### TASK
Pick out each line of the entries below that contains the string "instance", and copy those lines in full.

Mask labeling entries
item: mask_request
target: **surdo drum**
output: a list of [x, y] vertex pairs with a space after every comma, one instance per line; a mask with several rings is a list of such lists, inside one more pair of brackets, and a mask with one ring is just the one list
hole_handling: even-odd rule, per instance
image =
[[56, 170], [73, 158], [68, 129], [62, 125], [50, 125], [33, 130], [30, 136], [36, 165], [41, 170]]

### ANSWER TO THIS PROBLEM
output: a list of [x, y] vertex pairs with a space after every comma, one instance per line; a mask with several rings is a list of such lists, inside one more pair of brackets, and a mask with one ring is just the one list
hole_handling: even-odd rule, per instance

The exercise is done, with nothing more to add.